Segmentation labeling items.
** start **

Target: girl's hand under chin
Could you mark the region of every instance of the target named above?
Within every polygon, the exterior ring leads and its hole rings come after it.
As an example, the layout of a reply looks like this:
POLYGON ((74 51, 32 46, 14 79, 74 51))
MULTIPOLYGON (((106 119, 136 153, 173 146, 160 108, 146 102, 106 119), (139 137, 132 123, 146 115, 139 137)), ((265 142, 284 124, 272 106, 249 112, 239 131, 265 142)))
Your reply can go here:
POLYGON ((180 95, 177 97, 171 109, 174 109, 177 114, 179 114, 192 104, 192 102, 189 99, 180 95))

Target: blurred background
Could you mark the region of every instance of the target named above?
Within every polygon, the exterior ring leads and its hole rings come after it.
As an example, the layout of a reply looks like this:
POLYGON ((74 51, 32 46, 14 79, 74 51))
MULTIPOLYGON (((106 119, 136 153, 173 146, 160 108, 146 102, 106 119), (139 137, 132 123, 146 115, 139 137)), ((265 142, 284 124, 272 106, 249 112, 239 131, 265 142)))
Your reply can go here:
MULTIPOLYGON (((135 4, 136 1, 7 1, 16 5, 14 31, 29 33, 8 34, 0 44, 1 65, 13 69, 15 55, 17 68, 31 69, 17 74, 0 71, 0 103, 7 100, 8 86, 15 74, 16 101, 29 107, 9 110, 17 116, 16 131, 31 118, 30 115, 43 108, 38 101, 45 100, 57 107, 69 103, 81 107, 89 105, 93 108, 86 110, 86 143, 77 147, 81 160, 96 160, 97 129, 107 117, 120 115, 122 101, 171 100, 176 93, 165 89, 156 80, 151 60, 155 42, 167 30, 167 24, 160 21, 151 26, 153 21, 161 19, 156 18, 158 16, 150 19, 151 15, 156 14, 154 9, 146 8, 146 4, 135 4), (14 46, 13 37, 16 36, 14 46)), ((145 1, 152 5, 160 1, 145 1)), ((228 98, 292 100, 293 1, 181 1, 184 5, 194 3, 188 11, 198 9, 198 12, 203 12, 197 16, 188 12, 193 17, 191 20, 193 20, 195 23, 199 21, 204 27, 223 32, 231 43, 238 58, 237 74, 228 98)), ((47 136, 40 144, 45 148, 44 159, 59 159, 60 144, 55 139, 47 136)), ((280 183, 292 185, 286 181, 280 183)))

** end **

Requirement. Rewrite all of the items above, changing every "exterior ring" to "outer ring" and keeping everything else the same.

Response to the task.
Target: girl's hand under chin
Could you mark the region of every instance of the target named above?
Within every polygon, the outer ring leads and its hole rings come after it.
As an example, the layout of a reply looks like this:
POLYGON ((74 51, 32 46, 14 79, 74 51))
MULTIPOLYGON (((106 119, 136 153, 173 146, 160 108, 146 102, 106 119), (139 137, 132 123, 146 115, 139 137)), ((265 142, 284 124, 272 106, 249 112, 239 131, 265 142)))
Your reply can go here:
POLYGON ((180 95, 177 97, 171 109, 174 109, 177 114, 179 114, 192 104, 192 102, 189 99, 180 95))

Target: blurred background
Could you mark the region of every instance of the target named above?
Within every polygon, the outer ring leads and its hole rings come after it.
As an example, the layout of a reply looks like this:
POLYGON ((74 51, 32 46, 14 79, 74 51))
MULTIPOLYGON (((106 119, 136 153, 173 146, 160 108, 146 102, 106 119), (139 137, 132 123, 146 115, 139 137)), ((265 142, 284 124, 272 106, 249 112, 239 131, 265 142)))
Your reply can go here:
MULTIPOLYGON (((135 4, 136 1, 7 1, 16 5, 14 31, 29 33, 8 34, 0 44, 1 65, 13 69, 15 55, 17 68, 31 69, 17 74, 0 71, 0 103, 7 100, 8 86, 15 74, 16 101, 29 107, 9 110, 17 116, 16 131, 31 118, 30 115, 43 108, 38 101, 45 100, 57 107, 69 103, 81 107, 89 105, 93 108, 86 110, 86 143, 77 147, 81 160, 96 160, 97 129, 107 117, 120 115, 122 101, 171 100, 176 93, 165 89, 156 80, 151 60, 155 42, 167 30, 167 24, 160 21, 151 26, 153 21, 161 19, 156 18, 158 16, 150 19, 151 15, 156 14, 154 9, 146 8, 146 4, 135 4), (14 46, 13 37, 16 36, 14 46)), ((145 1, 152 5, 160 1, 145 1)), ((228 98, 292 100, 293 1, 181 1, 184 5, 194 3, 188 11, 198 9, 198 12, 203 12, 197 16, 188 12, 193 17, 191 20, 193 20, 195 23, 199 21, 204 27, 223 32, 231 43, 238 58, 237 74, 228 98)), ((47 136, 40 144, 45 148, 44 159, 59 159, 60 144, 55 139, 47 136)), ((280 183, 292 185, 286 181, 280 183)))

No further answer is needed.